## Exercise brief
Reproduce each entry exactly.

(Point-per-instance localization data)
•••••
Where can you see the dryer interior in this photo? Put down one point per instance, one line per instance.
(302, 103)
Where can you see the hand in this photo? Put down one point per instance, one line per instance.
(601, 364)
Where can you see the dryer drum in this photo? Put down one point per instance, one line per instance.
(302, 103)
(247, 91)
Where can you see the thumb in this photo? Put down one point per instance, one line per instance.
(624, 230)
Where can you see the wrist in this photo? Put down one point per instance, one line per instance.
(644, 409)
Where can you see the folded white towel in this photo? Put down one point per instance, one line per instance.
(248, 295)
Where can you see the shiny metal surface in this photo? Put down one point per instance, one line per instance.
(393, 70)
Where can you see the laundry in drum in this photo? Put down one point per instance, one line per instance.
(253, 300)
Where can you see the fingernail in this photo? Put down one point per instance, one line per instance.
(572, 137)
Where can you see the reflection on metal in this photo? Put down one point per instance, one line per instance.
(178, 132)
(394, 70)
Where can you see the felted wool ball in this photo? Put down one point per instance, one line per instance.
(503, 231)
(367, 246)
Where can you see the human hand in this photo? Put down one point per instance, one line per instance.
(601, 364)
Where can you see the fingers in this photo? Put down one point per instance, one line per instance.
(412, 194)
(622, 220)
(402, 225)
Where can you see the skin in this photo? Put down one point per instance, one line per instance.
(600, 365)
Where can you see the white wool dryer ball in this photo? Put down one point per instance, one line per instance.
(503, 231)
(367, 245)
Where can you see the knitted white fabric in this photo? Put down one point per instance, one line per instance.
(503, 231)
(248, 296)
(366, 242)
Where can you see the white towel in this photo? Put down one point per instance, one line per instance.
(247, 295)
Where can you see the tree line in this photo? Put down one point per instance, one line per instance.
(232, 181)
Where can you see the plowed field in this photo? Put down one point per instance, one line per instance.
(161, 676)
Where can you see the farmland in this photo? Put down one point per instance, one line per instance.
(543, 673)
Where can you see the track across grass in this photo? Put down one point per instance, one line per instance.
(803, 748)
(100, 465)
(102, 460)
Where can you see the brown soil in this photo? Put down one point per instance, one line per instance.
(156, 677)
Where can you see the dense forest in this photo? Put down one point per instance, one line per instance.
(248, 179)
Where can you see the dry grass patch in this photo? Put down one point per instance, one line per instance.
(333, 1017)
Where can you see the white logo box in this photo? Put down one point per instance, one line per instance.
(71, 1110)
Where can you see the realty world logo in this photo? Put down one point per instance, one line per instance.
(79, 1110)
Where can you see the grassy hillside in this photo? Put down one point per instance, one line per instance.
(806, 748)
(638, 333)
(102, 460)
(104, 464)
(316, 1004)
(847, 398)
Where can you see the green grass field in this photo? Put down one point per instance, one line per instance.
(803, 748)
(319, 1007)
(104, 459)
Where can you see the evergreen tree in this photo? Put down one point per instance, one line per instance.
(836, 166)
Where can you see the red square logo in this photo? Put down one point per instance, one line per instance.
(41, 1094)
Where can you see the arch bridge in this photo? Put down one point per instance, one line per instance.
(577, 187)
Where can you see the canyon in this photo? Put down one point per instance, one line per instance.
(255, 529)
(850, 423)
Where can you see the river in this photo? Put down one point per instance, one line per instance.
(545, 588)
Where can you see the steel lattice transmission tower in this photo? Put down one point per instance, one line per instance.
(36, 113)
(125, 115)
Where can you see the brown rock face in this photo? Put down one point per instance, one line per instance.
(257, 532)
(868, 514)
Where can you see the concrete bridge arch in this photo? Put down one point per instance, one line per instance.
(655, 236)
•••••
## Response to the exercise
Where can you see the dryer interior in this photo? Put down one point per instance, one line per instance.
(302, 103)
Where can you see the hand in this photo? Put down one point per instance, one line per instance.
(601, 364)
Where can you see the dryer drum in this photo? Put down one point per instance, one line per instance.
(302, 103)
(247, 91)
Where can you see the thumb in this photo? Put down one point per instance, one line per instance.
(624, 230)
Where can you see the wrist in this photo? Put down one point per instance, one line per instance.
(644, 409)
Where can you see the folded white towel in this photo? Put down one point per instance, one line per instance.
(248, 295)
Where can you see the shiny metal surface in this photo? Put down one point per instance, one line per instance.
(393, 70)
Where can you see the laundry in drum in this photo? Put down one point per instance, one line per instance.
(253, 300)
Where can you see the fingernail in this photo? Put down one point per instance, one line per instance.
(572, 137)
Where can you see the reflection on metal in this photo? Put down one point per instance, one line per instance.
(178, 132)
(394, 70)
Where can you see the felted wool ball in this photo? Put down one point per instance, one line per instance.
(503, 231)
(367, 246)
Where can you see the human hand in this photo? Put down one point per instance, one line per instance.
(601, 364)
Where can you see the fingers in this photo? Put down one point per instance, one line per instance.
(412, 194)
(622, 220)
(402, 225)
Where can you see the skin in this photo? Put down one point per instance, one line per instance.
(600, 365)
Where can you see the white wool dryer ball in this photo? Put down one point per instance, one line per instance.
(503, 231)
(367, 245)
Where can you see the knitted white fabric in this photo? Put down one point per instance, one line per instance.
(503, 231)
(248, 296)
(366, 242)
Where can you see the white towel in this photo? Put down one point per instance, one line per instance.
(247, 295)
Where can you see the tree line in this photo? Put down one point per instance, one line per instance.
(232, 181)
Where can you see the plowed field in this photo? Put down one point per instance, one line per instance.
(161, 676)
Where can you see the farmland in this photo? Put down one point per instance, one line per instance.
(543, 673)
Where can you see the track across grass in this photo? Put down one point per instance, one line per instance.
(803, 748)
(100, 465)
(102, 460)
Where can you see the brown soil in this photo? Put down one point per instance, one line per instance.
(156, 677)
Where can you see the dense forest in this photo? Put down one point per instance, one line per instance.
(248, 179)
Where can you see the dry grass patch in this photo? Put down one point per instance, one line per instance.
(333, 1017)
Where can you see the white logo box in this photo? Put down one point per instance, one line per instance.
(71, 1110)
Where can you see the realty world logo in this photo? Put down one point per instance, one line per instance.
(79, 1110)
Where can you see the grassy hillside in this photo? Put down one point per instance, one line per instance.
(806, 748)
(638, 333)
(102, 460)
(104, 464)
(316, 1004)
(847, 398)
Where can you see the green grass field in this photo? Put down one point per instance, one line per instance.
(803, 748)
(319, 1007)
(104, 459)
Where can you see the evergreen tree in this photo? Put down one point per instance, one line per instance.
(836, 166)
Where can you see the red square logo in this photo? Put down one point per instance, one line per instance.
(41, 1094)
Where can you see the arch bridge in this photo? Put down one point per instance, one line per instance.
(577, 187)
Where can you see the canyon in this photo? Put down one point per instance, one line per instance.
(255, 529)
(850, 423)
Where can you see the river in this photo? Put down one point per instance, one line per instance.
(545, 588)
Where can you see the steel lattice transmission tower in this photo? Put down one point per instance, one line per instance.
(36, 113)
(125, 115)
Where can you see the brown rock face in this photo? Put down one point per instance, one line per instance.
(257, 532)
(868, 514)
Where can you see the concrete bridge arch in this photo? Put down one point per instance, one line per instance.
(655, 236)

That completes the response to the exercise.